Copy out the full abstract on progressive browsing of 3D models, word for word, including its header lines.

SOURCE EXTRACT –
[Start of Attachment]
IEEE Signal Processing Society 1999 Workshop on Multimedia Signal Processing
PROGRESSIVE BROWSING OF 3D MODELS
High-speed desktop computers, capable of rendering complex 3-D models, are becoming more commonplace, resulting in increasing interest in virtual reality systems. Virtual Reality Modelling Language (VRML) has become the de-facto standard for the description of virtual worlds over the Internet, yet the current version (VRML97) lacks capabilities for progressive transfer. This paper describes the implementation of a browser that allows the progressive transfer and simultaneous viewing of 3-D models, stored in a progressive format on a web server, using a codec based on MPEG-4 verification model source code. The authors then implement their own codec that is progressive per-vertex rather than per-level. This approach also has the benefit that it does not alter the vertex coordinates. Finally, a watermarking scheme, based on the second codec, is proposed.
[End of Attachment]
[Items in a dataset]
[Start of Attachment]
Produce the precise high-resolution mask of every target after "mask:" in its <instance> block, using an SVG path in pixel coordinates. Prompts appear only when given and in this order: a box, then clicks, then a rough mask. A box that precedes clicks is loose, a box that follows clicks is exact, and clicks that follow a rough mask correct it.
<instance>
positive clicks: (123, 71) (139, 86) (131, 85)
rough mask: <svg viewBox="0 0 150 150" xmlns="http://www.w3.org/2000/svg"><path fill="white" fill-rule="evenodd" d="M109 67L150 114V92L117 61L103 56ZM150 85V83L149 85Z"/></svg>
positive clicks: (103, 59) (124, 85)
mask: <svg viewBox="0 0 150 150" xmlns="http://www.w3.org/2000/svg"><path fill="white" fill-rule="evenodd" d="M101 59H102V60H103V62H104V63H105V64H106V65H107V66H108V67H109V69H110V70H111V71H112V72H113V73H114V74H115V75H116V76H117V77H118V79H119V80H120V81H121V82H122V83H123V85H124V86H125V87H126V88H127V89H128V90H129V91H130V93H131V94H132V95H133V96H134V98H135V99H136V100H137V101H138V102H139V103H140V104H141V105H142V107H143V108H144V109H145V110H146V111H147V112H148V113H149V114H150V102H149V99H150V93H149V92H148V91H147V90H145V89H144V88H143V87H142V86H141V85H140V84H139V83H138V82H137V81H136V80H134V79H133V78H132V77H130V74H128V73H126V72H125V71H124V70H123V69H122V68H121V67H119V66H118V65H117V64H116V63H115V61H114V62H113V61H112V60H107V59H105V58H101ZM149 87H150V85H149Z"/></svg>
[End of Attachment]
SOLUTION –
IEEE Signal Processing Society 1999 Workshop on Multimedia Signal Processing
PROGRESSIVE BROWSING OF 3D MODELS
High-speed desktop computers, capable of rendering complex 3-D models, are becoming more commonplace, resulting in increasing interest in virtual reality systems. Virtual Reality Modelling Language (VRML) has become the de-facto standard for the description of virtual worlds over the Internet, yet the current version (VRML97) lacks capabilities for progressive transfer. This paper describes the implementation of a browser that allows the progressive transfer and simultaneous viewing of 3-D models, stored in a progressive format on a web server, using a codec based on MPEG-4 verification model source code. The authors then implement their own codec that is progressive per-vertex rather than per-level. This approach also has the benefit that it does not alter the vertex coordinates. Finally, a watermarking scheme, based on the second codec, is proposed.